Work to complete →
(1) Revise the passage on the NSB El 3 locomotive, giving everything from "The Swedish part" down to "higher maintenance costs." again with "steam locomotives" replaced by "diesel locomotives".
(2) Resume the passage on the NSB El 3 locomotive and extend it from its final sentence.

Class of Norwegian electric locomotives

NSB El 3 was an electric locomotive used by the Norwegian State Railways (NSB) to transport iron ore on the Ofoten Line. Five twin-locomotive sets were in service from 1925 to 1967.

== History ==

The Swedish part of the ore line, the Iron Ore Line, was electrified in 1915 but Norway kept using steam locomotives until the Norwegian electrification in 1923. As Norwegian traction the El 3 was chosen along with five triple-engine El 4 units. Eight El 3 were built with delivery on August 9, 1925, two more on October 19, 1929. The El 3 and El 4 had about the same characteristics and used for the same purpose and ordered simultaneously; choosing two models like this is atypical for railway companies because of higher maintenance costs.

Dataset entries
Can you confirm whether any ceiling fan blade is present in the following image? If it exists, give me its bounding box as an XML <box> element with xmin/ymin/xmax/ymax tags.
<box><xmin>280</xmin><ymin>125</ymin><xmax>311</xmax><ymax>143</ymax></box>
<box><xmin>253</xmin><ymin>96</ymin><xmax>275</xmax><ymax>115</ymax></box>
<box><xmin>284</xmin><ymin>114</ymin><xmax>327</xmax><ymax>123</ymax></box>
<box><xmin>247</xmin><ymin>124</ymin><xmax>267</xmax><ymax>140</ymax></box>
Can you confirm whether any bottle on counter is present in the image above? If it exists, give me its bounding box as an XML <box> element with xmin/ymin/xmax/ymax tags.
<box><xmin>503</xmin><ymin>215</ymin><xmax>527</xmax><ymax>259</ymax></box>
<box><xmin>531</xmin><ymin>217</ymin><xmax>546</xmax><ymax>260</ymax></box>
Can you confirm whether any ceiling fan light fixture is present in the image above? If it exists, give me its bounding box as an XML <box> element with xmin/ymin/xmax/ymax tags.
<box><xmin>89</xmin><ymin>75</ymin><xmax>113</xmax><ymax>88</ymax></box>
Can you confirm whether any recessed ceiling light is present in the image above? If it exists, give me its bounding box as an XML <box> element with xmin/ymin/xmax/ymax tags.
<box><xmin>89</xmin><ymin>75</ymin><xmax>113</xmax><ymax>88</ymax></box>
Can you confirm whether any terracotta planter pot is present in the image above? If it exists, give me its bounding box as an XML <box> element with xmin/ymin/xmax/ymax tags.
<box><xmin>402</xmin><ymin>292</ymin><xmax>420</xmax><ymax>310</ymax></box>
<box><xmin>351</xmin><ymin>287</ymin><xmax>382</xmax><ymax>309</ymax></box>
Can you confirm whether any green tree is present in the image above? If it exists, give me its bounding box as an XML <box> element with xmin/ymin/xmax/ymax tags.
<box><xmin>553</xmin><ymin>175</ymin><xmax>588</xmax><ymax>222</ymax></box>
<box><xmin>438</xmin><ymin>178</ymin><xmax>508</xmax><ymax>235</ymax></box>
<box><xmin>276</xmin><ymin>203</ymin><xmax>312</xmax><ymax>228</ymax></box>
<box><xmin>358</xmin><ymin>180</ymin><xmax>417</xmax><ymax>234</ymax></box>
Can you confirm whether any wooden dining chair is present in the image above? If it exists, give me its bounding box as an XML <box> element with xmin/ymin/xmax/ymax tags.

Responses →
(1)
The Swedish part of the ore line, the Iron Ore Line, was electrified in 1915 but Norway kept using diesel locomotives until the Norwegian electrification in 1923. As Norwegian traction the El 3 was chosen along with five triple-engine El 4 units. Eight El 3 were built with delivery on August 9, 1925, two more on October 19, 1929. The El 3 and El 4 had about the same characteristics and used for the same purpose and ordered simultaneously; choosing two models like this is atypical for railway companies because of higher maintenance costs.

(2)
By 1922 SJ had placed an order on the new Of-locomotives, yet NSB chose to base the El 3 on the older Oe. Build by ASEA, they were equipped with quill drive and regenerative braking; the latter only caused problems though, excessively increasing the current that caused damage. They only served on the Norwegian lines until 1949, after which they were where put into through trains to Kiruna. In 1950 LKAB decided to increase the mine output, requiring trains now to haul 3,100 t. In 1953-54 the locomotives were rebuilt to three triple-engine sets and supplemented with eight El 12. When LKAB chose to increase train weights more in the late 1960s, NSB responded with the order of the El 15. All El 3 and El 4 units were taken out of service with the delivery in 1967, none being preserved.